** start Excerpt provided **

Accelerating the Adoption of Industrial Internet of Things.



Wearables and other IoT-based devices are helping millions of us better ourselves. Can employers convince everyone to use the same technology to make work more efficient, productive, and pleasant? All that data offers great potential for workplace gains—as long as everyone’s on board with the program.


World-class athletes track how far they run, how much weight they lift, how many calories they ingest, how much sleep they get, and even how much oxygen they consume. By measuring and monitoring these variables, athletes can optimize their performance, shave seconds off their time, and gain a competitive advantage on the field. And technology that collects information and offers quick feedback helps these athletes conserve energy, keep track of daily workouts, and determine their peak performance time.

While few of us face such pressure on a court or track or field, Deloitte research suggests that we are all operating as “corporate athletes”—dealing with too many decisions, too many emails, and too many meetings in not enough hours (two-thirds of all businesses characterize their employees as “overwhelmed”). We, as business people, need tools to track our own productivity just as badly as athletes.

The desire to quantify, measure, and monitor ourselves has spawned an entire industry, with companies developing wearable computing devices, fitness trackers, and mobile communication tools at a fevered pace. Consumers bought more than 45 million wearable devices and fitness trackers in 2015, and analysts expect demand to grow by more than 45 percent annually through 2019, becoming one of the fastest-growing technology markets.

What are these wearable devices doing for us? They are giving us information on our exercise, sleep, movements, diet, and pulse, creating the quantified self, powered by an architecture of technology referred to as the Internet of Things (IoT).

But when the quantified self arrives at the office, does he or she become the quantified employee? Many employers would hope so: With oceans of data from workers’ wearables, HR departments could aim to create more pleasant and efficient work environments by looking at productivity, patterns of communication, travel and location trends, and how teams work together. But there are real obstacles to enlisting a workforce into this effort, beginning with the fact that employees aren’t necessarily comfortable giving their bosses unrestricted visibility into their movements and more.

** end Excerpt provided **
** start Raw data **

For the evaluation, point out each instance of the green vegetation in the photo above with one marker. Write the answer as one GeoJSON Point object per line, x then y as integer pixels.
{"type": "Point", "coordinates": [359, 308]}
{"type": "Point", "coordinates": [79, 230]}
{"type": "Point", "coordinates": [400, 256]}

** end Raw data **

### Problem 1
In the article on the Industrial Internet of Things, what are all the things world-class athletes are said to track?
### Problem 2
Could you continue the article on adopting the Industrial Internet of Things from where it stops?

### Response 1
- How far they run
- How much weight they lift
- How many calories they ingest
- How much sleep they get
- How much oxygen they consume

### Response 2
As we as consumers spend more and more money tracking ourselves, it’s a safe assumption that most of us wouldn’t mind using fitness trackers and smartwatches to give our 9–5 lives a boost as well. The big question is whether we’re ready to give our employers access to this information, unleashing details about where we are, what we do, and with whom we do it. The growth of disciplines such as organizational network analysis and people analytics clearly shows that employers are interested, and every day they look at new and innovative ways to help us quantify what we do at work.

As the market for the quantified employee grows, fed by a focus on productivity, fitness, wellness, and improving the work environment, two key questions come to the fore:

• In what interesting ways can employers use employee-driven IoT technology to solve problems and improve work processes?

• How can employers overcome resistance and persuade workers to willingly become quantified employees?

The IoT's flexibility

For most, the term Internet of Things calls up visions of consumer products such as connected thermostats or smart washing machines, or of companies installing data-capturing sensors to monitor unmanned facilities. Underlying any of these seemingly simple gadgets is an incredible network of sensors, communication technologies, and analytic power. The IoT is a technology architecture connecting the technologies together to perform actions, a way of stitching together many different types of technologies in a specific way in order to do something new. Regardless of the specific technologies in any particular IoT application, the architecture—the way those technologies are connected—is described by the Information Value Loop.

The fact that no particular device or piece of technology defines the IoT makes it remarkably flexible. IoT technology has applications for consumer wearables and in the home—and in every industry and sector, both visible and behind the scenes. That wide range of uses is driving serious growth projections: Research suggests that manufacturers shipped 1 billion IoT devices in 2015, and analysts predict that the market will grow over 3,000 percent in four years. Already, organizations are placing IoT-based devices far and wide: cameras that watch traffic, stress gauges that monitor bridges, thermostats that monitor and regulate temperature—almost everywhere but in the office.

Reflecting executives’ increasing recognition of IoT technology’s demonstrated value, analysts estimate that almost 60 percent of the market will end up in corporate or business applications. For example, IoT sensors placed throughout a factory can determine when machines require maintenance or alert plant managers if temperature or humidity levels are too high for sensitive processes such as painting or mixing ingredients. One chemicals company struggled with unplanned downtime due to multiple failures of process equipment, occurring 90+ times per year, hurting production, driving up overtime labor costs, and frustrating workers. Once the company installed IoT sensors—along with predictive data analytical models—it reduced equipment downtime by 80 percent.

In business as well as consumer applications, increasing efficiency is only one angle for IoT technology, and it seems a natural next step to look to instrument and augment human workers themselves. After all, plenty of employees already wear smartwatches and carry smartphones—and, when in the office, don lanyards with ID badges that open doors and allow access.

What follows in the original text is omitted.